* EXERCISE OBJECTIVE *
Scan the records below for the word "gravel". Copy each line where it appears.

Saved entries:
╭──

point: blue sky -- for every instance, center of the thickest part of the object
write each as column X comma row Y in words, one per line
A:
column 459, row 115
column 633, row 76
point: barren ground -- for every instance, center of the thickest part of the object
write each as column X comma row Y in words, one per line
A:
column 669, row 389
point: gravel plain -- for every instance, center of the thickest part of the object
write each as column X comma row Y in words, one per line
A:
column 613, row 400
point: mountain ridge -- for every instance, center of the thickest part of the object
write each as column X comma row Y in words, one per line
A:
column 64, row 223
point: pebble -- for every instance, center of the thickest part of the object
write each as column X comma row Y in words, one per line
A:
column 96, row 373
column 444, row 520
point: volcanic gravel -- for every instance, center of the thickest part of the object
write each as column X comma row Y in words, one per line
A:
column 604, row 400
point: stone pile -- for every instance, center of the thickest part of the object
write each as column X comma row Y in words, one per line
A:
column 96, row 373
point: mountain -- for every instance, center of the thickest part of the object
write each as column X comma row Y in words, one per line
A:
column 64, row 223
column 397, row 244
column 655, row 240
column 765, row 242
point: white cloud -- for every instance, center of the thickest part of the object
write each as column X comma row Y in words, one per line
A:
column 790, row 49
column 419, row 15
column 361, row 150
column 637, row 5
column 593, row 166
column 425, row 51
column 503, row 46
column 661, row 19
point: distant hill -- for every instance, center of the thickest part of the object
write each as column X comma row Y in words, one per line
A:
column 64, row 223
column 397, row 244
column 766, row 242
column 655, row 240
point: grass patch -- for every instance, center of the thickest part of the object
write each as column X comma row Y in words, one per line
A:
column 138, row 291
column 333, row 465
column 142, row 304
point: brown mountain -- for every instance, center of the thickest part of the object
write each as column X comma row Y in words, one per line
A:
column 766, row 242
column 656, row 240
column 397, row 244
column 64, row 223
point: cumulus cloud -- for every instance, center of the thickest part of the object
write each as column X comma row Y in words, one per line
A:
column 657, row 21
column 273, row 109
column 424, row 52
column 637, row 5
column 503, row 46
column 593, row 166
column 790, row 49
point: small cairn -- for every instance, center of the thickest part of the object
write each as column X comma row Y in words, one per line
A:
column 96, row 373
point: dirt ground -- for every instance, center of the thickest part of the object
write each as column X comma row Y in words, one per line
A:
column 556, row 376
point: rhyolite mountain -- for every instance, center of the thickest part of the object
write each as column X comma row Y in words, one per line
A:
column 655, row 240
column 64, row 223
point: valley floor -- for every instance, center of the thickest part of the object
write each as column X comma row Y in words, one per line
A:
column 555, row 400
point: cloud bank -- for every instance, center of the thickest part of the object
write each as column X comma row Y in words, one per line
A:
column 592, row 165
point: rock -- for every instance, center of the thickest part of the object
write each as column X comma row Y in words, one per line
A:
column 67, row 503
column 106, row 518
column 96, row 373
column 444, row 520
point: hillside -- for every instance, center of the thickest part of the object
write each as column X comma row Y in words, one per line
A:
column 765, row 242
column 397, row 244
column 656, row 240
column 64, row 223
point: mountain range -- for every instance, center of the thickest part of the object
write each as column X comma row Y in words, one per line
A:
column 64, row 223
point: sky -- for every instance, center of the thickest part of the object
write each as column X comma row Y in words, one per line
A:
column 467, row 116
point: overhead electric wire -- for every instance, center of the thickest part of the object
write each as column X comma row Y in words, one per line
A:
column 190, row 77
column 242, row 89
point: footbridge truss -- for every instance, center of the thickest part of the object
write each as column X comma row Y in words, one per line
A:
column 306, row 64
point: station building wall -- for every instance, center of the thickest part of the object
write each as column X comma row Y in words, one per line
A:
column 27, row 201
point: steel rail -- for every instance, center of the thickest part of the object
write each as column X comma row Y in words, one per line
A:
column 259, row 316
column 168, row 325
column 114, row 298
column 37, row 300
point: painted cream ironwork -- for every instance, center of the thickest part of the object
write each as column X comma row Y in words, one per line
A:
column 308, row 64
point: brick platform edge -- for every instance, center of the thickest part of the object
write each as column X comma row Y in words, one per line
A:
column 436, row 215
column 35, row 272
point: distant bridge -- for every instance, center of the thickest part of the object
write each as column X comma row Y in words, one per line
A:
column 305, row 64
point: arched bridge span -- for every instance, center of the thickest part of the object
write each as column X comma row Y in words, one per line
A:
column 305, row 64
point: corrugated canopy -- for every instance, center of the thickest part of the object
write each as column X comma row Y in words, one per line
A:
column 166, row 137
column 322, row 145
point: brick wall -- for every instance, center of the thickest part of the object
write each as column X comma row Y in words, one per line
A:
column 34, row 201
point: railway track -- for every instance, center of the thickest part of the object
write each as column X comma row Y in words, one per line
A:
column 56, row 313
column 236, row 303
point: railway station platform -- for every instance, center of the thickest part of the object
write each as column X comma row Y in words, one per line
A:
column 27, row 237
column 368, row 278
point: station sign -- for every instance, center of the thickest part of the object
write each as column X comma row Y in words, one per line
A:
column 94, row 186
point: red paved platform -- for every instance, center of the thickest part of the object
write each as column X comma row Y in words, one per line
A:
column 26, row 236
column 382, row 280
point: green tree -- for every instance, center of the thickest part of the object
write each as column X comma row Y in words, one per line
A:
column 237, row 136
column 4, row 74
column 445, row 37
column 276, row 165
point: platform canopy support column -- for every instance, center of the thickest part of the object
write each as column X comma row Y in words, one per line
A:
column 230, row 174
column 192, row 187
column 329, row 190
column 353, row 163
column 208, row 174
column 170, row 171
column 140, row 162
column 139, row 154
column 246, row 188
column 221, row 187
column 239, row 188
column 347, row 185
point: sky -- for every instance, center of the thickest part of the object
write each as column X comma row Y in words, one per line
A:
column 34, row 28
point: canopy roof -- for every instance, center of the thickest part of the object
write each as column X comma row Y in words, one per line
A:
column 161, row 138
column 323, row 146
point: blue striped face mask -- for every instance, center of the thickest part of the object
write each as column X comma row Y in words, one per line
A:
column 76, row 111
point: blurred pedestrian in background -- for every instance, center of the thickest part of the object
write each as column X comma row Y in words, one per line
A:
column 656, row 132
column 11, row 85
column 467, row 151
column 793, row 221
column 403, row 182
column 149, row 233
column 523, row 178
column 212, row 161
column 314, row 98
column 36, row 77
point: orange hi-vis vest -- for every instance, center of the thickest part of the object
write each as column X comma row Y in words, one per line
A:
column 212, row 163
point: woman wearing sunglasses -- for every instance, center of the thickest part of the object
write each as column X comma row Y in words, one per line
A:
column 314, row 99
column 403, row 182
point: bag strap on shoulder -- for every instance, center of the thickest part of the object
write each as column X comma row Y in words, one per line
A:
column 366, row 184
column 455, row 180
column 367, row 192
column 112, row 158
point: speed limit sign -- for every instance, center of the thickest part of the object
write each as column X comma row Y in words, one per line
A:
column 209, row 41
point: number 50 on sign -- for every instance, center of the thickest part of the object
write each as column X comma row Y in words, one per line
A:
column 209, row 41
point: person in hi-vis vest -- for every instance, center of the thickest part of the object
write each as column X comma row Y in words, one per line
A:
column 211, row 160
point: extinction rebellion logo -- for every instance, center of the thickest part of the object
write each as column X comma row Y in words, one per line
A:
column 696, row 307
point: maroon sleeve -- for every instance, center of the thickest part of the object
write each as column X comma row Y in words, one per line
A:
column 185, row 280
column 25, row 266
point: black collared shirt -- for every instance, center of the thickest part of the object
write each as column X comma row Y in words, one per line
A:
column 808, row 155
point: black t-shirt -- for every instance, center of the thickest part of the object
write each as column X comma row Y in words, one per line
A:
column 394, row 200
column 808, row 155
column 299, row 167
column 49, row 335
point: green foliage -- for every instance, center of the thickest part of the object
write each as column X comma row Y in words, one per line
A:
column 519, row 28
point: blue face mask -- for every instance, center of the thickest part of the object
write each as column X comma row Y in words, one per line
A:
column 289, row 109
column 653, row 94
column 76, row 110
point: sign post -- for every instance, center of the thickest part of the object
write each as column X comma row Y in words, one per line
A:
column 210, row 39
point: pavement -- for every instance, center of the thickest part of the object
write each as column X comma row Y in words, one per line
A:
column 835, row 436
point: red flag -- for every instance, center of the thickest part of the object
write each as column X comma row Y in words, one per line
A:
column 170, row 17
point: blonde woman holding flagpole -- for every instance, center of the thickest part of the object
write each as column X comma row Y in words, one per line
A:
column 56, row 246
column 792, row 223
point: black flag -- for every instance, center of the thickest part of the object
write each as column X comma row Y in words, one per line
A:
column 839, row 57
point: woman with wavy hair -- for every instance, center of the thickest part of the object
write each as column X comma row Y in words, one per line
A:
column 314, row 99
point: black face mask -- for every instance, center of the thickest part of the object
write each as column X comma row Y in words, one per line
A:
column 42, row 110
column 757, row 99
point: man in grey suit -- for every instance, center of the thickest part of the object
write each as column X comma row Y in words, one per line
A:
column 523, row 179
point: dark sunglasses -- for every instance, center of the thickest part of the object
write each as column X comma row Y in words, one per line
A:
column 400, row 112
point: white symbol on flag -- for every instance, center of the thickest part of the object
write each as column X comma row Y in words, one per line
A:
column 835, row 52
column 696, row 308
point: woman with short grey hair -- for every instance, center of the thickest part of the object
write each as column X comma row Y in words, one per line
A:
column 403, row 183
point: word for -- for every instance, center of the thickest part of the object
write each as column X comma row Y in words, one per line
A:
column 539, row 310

╰──

* FINAL ANSWER *
point: gravel plain -- for every instance, center of the thickest part of the object
point: volcanic gravel -- for every instance, center of the thickest part of the object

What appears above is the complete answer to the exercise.